--- REQUIRED TASKS ---
a: From the Poe quotations below, list every distinct source title that begins with the word "The".
b: In the Poe quotations below, the entry cited as "To ———" begins "Years of love have been forgot". According to that entry, what causes the years of love to be forgotten?

====== EXCERPTED TEXT

John Bartlett (1820–1905). Familiar Quotations, 10th ed. 1919.

Edgar Allan Poe 1809-1849 John Bartlett

 
1
    All that we see or seem
Is but a dream within a dream.
          A Dream within a Dream.
2
    Sound loves to revel in a summer night.
          Al Aaraaf.
3
      Years of love have been forgot
In the hatred of a minute.
          To ———.
4
    From a proud tower in the town
Death looks gigantically down.
          The City in the Sea.
5
    Vastness! and Age! and Memories of Eld!
Silence! and Desolation! and dim Night!
          The Coliseum.
6
    This—all this—was in the olden
  Time long ago.
          The haunted Palace.
7
    Unthought-like thoughts that are the souls of thought,
          To ———.
8
    This maiden she lived with no other thought
  Than to love and be loved by me.
          Annabel Lee.
9
    Keeping time, time, time
  In a sort of Runic rhyme
To the tintinnabulation that so musically wells
  From the bells, bells, bells.
          The Bells.
10
        Hear the mellow wedding bells
        Golden bells!
What a world of happiness their harmony foretells
    Through the balmy air of night
    How they ring out their delight!
          The Bells.
  
  
  
11
    And all my days are trances
  And all my nightly dreams
Are where thy dark eye glances
  And where thy footstep gleams—
In what ethereal dances
  By what eternal streams.
          To One in Paradise.

============
====== RECORD LIST

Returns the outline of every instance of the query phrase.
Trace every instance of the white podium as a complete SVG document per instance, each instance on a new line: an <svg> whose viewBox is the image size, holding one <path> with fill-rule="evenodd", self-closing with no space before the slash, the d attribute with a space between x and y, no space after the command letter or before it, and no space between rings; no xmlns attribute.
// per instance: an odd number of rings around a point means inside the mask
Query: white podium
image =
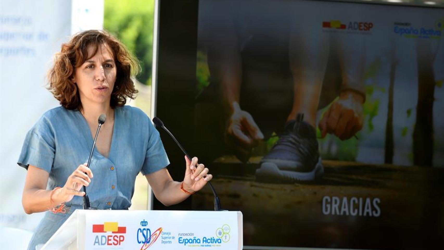
<svg viewBox="0 0 444 250"><path fill-rule="evenodd" d="M78 210L41 250L241 250L243 244L239 211Z"/></svg>

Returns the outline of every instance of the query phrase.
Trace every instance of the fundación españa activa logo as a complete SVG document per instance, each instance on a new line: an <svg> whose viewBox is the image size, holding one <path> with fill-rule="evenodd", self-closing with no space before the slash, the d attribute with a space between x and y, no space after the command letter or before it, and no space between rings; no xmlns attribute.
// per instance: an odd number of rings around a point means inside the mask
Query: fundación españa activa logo
<svg viewBox="0 0 444 250"><path fill-rule="evenodd" d="M105 222L93 224L92 232L102 234L95 236L94 246L120 246L125 241L123 234L127 233L127 227L119 226L117 222Z"/></svg>

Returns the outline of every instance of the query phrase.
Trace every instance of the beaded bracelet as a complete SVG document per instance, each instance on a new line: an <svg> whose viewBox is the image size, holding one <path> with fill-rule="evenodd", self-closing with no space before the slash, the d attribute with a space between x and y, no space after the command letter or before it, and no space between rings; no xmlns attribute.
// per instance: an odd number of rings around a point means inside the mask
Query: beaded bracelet
<svg viewBox="0 0 444 250"><path fill-rule="evenodd" d="M52 205L52 195L54 194L57 189L59 189L61 187L57 187L51 191L51 194L49 194L49 206ZM48 208L48 209L54 214L61 213L64 214L66 213L66 209L65 209L65 202L62 202L62 204L59 205L57 207L53 206L52 208Z"/></svg>
<svg viewBox="0 0 444 250"><path fill-rule="evenodd" d="M182 190L182 192L183 192L184 193L185 193L185 194L187 194L191 195L191 194L194 194L194 193L195 193L195 192L193 192L192 193L191 193L191 192L188 192L188 191L185 190L185 189L183 188L183 182L181 183L180 183L180 190Z"/></svg>

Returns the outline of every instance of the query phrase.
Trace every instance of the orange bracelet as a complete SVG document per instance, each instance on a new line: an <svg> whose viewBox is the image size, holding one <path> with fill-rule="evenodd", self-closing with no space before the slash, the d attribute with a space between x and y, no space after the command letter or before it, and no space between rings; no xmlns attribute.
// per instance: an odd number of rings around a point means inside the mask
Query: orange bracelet
<svg viewBox="0 0 444 250"><path fill-rule="evenodd" d="M49 206L52 206L52 195L54 194L54 193L56 192L56 191L57 189L59 189L60 188L61 188L61 187L57 187L51 191L51 193L49 194ZM65 213L66 213L66 209L65 209L65 202L62 202L62 204L59 205L57 207L53 206L52 208L48 208L48 209L54 214L57 214L58 213L64 214Z"/></svg>
<svg viewBox="0 0 444 250"><path fill-rule="evenodd" d="M180 183L180 190L182 190L182 192L183 192L184 193L185 193L185 194L187 194L191 195L191 194L194 194L194 193L195 193L195 192L193 192L192 193L190 193L190 192L188 192L188 191L185 190L185 189L183 188L183 182L182 182Z"/></svg>

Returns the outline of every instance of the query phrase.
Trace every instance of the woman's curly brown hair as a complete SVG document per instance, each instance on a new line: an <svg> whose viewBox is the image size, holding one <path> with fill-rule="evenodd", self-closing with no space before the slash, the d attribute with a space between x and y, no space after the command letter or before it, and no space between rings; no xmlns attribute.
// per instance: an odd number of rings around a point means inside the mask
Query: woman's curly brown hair
<svg viewBox="0 0 444 250"><path fill-rule="evenodd" d="M126 98L135 98L138 91L131 77L140 71L137 60L123 44L107 32L87 30L74 35L69 42L62 44L62 50L56 54L54 66L48 73L48 89L65 108L81 109L79 89L73 80L75 68L94 56L103 44L112 52L117 69L110 106L113 108L123 106L127 102ZM95 47L92 55L88 54L90 46Z"/></svg>

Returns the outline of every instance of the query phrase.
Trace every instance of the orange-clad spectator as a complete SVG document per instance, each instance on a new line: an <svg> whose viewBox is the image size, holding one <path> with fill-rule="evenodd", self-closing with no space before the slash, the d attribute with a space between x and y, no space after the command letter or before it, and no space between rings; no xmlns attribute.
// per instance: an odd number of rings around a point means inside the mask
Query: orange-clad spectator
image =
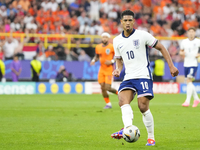
<svg viewBox="0 0 200 150"><path fill-rule="evenodd" d="M71 18L71 27L74 27L74 29L78 28L79 27L79 22L78 22L78 19L77 19L77 16L74 15L72 18Z"/></svg>
<svg viewBox="0 0 200 150"><path fill-rule="evenodd" d="M35 16L37 12L37 5L34 5L33 7L29 7L28 12L31 14L31 16Z"/></svg>
<svg viewBox="0 0 200 150"><path fill-rule="evenodd" d="M67 10L66 7L64 7L59 13L59 16L62 16L62 18L68 17L69 16L69 11Z"/></svg>
<svg viewBox="0 0 200 150"><path fill-rule="evenodd" d="M154 21L153 25L151 26L151 30L153 31L154 35L160 35L161 27L156 21Z"/></svg>
<svg viewBox="0 0 200 150"><path fill-rule="evenodd" d="M17 16L20 16L20 17L23 17L24 16L24 11L22 9L22 6L21 5L18 5L17 6Z"/></svg>
<svg viewBox="0 0 200 150"><path fill-rule="evenodd" d="M53 22L56 22L56 21L60 21L61 19L60 19L59 16L53 15L53 16L50 17L50 20L51 20L51 22L53 23Z"/></svg>
<svg viewBox="0 0 200 150"><path fill-rule="evenodd" d="M163 9L162 9L162 7L159 6L159 5L155 5L154 8L153 8L154 14L158 14L158 13L160 13L160 12L162 12L162 11L163 11Z"/></svg>
<svg viewBox="0 0 200 150"><path fill-rule="evenodd" d="M102 28L103 28L103 31L110 32L110 28L109 28L108 22L102 24Z"/></svg>
<svg viewBox="0 0 200 150"><path fill-rule="evenodd" d="M107 15L103 14L102 18L100 18L99 21L101 22L101 24L105 24L106 22L108 22Z"/></svg>
<svg viewBox="0 0 200 150"><path fill-rule="evenodd" d="M198 22L197 18L195 18L195 20L192 20L192 21L191 21L191 26L192 26L192 27L195 27L195 28L198 28L199 22Z"/></svg>
<svg viewBox="0 0 200 150"><path fill-rule="evenodd" d="M45 15L45 16L43 16L43 17L44 17L44 22L49 22L49 21L52 21L52 22L53 22L52 16L51 16L51 15Z"/></svg>
<svg viewBox="0 0 200 150"><path fill-rule="evenodd" d="M194 14L195 13L195 9L193 7L184 7L183 9L184 9L185 15Z"/></svg>
<svg viewBox="0 0 200 150"><path fill-rule="evenodd" d="M171 37L183 37L183 36L184 35L179 35L177 30L174 30Z"/></svg>
<svg viewBox="0 0 200 150"><path fill-rule="evenodd" d="M55 31L55 26L51 23L51 21L48 21L47 23L45 23L44 25L43 25L43 28L47 31L47 32L49 32L49 31L51 31L51 30L54 30Z"/></svg>
<svg viewBox="0 0 200 150"><path fill-rule="evenodd" d="M146 7L151 7L151 0L142 0L142 4Z"/></svg>
<svg viewBox="0 0 200 150"><path fill-rule="evenodd" d="M56 11L52 11L51 15L52 16L57 16L59 11L60 11L60 7L58 7Z"/></svg>
<svg viewBox="0 0 200 150"><path fill-rule="evenodd" d="M4 26L0 26L0 33L4 33L4 32L5 32ZM5 36L0 36L0 40L5 40Z"/></svg>
<svg viewBox="0 0 200 150"><path fill-rule="evenodd" d="M30 6L30 2L29 2L29 0L20 0L19 5L22 6L23 10L28 11L28 8Z"/></svg>
<svg viewBox="0 0 200 150"><path fill-rule="evenodd" d="M132 8L133 8L132 3L125 3L122 5L122 11L129 9L134 12L134 10L132 10Z"/></svg>
<svg viewBox="0 0 200 150"><path fill-rule="evenodd" d="M107 0L100 0L101 4L107 2Z"/></svg>
<svg viewBox="0 0 200 150"><path fill-rule="evenodd" d="M45 22L45 18L43 18L43 15L40 14L40 16L36 17L36 22L39 23L40 25L42 25Z"/></svg>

============

--- ANSWERS TO THE EXERCISE ---
a: The City in the Sea, The Coliseum, The haunted Palace, The Bells

b: The hatred of a minute causes it. The entry says the years of love have been forgot "In the hatred of a minute."